### BRIEF
Reproduce word for word the part of the account of living with depression that begins with the words containing "I'm actually better" and ends with "and upsetting experience.".

### EXTRACTED TEXT
===============

I've had problems with depression ever since I could remember. I know I experienced a lot of it during my childhood, but didn't know it was "depression". I just thought I was a "bad person". I didn't realize it had a name until I was in my 20s and was diagnosed with it. No one in my family knew, although I think it was said that I was moody a lot.
I'm actually better now that I'm on antidepressants. Before the meds, I was angry all the time and sarcastic. I had all or nothing thinking. I saw black or white, there was no gray.
I've been hospitalized several times, and have now decided that I don't want to be hospitalized anymore because of this stupid depression. So I'm bound and determined to find out what will help me get this major depressive disorder into remission and stay there.
I was in the hospital last week for a week due to my severe depression. It's not fun at all, especially when it's at the same hospital you work at and the other patients are patients you see or have to take care of when you get out. It was a very awkward and upsetting experience.
While I was in the hospital, the doctor took me off of my sleeping pills (Ambien) and my anxiety meds (Lorazepem). That was pretty hard considering I'd been on both for about two years. In four days I slept about seven hours. I was stressed out, having anxiety attacks. One night I just sobbed until I fell asleep due to pure exhaustion. I was so frustrated that I couldn't just "make" my body sleep. Fortunately, my body got out of the "withdrawal" stage and I am sleeping well with Neurontin (a nerve relaxant) and Hydroxyzine (an anti anxiety med that is not addictive).
So I was discharged Tuesday and back to work on Wednesday. I've been doing research and trying to figure out how to combat this depression. They switched my antidepressants from Cymbalta to Paxil and the Paxil seems to be working well.

===============

### SOURCE DATA
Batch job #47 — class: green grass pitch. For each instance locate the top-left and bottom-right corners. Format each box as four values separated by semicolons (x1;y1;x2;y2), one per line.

===============

### ANSWER SECTION
I'm actually better now that I'm on antidepressants. Before the meds, I was angry all the time and sarcastic. I had all or nothing thinking. I saw black or white, there was no gray.
I've been hospitalized several times, and have now decided that I don't want to be hospitalized anymore because of this stupid depression. So I'm bound and determined to find out what will help me get this major depressive disorder into remission and stay there.
I was in the hospital last week for a week due to my severe depression. It's not fun at all, especially when it's at the same hospital you work at and the other patients are patients you see or have to take care of when you get out. It was a very awkward and upsetting experience.